## Coordinate labeling data
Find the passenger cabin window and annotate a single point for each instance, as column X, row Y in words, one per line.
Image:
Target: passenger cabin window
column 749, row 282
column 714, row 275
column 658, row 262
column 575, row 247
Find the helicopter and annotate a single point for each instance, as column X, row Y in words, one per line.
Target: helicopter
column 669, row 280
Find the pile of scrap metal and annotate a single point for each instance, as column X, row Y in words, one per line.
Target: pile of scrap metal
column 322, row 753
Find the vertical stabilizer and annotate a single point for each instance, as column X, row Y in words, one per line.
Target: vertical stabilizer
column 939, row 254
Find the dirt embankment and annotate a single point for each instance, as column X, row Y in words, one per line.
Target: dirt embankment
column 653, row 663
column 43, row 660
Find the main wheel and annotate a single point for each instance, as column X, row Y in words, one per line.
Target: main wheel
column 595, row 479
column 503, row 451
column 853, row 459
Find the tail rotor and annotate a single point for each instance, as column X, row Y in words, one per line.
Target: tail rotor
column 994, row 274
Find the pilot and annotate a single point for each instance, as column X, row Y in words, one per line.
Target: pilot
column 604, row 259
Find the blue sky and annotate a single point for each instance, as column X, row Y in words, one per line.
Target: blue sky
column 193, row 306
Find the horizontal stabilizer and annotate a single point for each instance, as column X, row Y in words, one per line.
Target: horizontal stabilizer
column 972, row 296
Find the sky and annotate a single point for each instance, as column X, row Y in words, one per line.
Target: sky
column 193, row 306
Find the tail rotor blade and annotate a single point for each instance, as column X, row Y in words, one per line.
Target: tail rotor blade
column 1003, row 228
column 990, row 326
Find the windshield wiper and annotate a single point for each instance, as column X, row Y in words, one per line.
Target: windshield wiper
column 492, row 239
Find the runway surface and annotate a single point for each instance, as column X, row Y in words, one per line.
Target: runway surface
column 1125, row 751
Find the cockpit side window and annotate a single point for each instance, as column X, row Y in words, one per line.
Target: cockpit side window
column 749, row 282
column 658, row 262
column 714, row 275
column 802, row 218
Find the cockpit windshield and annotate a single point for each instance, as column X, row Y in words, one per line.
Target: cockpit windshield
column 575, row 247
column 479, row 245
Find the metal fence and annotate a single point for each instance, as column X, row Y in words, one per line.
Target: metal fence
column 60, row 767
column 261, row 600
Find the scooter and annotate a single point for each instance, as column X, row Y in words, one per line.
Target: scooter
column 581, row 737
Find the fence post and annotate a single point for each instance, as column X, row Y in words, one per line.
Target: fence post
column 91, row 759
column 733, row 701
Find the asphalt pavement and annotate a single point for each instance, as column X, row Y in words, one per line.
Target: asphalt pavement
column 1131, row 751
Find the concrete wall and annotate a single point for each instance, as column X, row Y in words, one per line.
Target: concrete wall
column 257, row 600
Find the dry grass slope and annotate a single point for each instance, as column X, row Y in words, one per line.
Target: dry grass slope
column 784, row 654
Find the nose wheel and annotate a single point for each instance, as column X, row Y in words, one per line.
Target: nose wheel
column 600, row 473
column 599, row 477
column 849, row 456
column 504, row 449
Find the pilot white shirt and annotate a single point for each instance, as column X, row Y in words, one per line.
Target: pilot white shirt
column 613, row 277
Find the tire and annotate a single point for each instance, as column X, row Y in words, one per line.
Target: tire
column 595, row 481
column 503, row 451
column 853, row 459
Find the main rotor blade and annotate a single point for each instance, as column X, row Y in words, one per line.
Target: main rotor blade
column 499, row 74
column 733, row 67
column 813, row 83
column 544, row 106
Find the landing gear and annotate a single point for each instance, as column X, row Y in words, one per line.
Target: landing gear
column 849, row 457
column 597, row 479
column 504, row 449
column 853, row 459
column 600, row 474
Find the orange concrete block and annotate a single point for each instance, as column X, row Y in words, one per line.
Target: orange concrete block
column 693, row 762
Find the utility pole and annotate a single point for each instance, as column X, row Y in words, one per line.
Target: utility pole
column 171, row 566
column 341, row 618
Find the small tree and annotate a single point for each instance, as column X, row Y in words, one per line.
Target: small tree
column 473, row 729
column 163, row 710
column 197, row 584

## Problem requirements
Repeat word for word the lines of the items above, starting at the line that contains "Find the vertical" and ending at the line that contains "column 43, row 660", with both of those lines included.

## Output
Find the vertical stabilizer and annotate a single point for each instance, as column X, row Y in words, one per line.
Target: vertical stabilizer
column 939, row 254
Find the dirt embankment and annotate a single point for each instance, as column X, row Y in words, one per line.
Target: dirt embankment
column 653, row 663
column 43, row 660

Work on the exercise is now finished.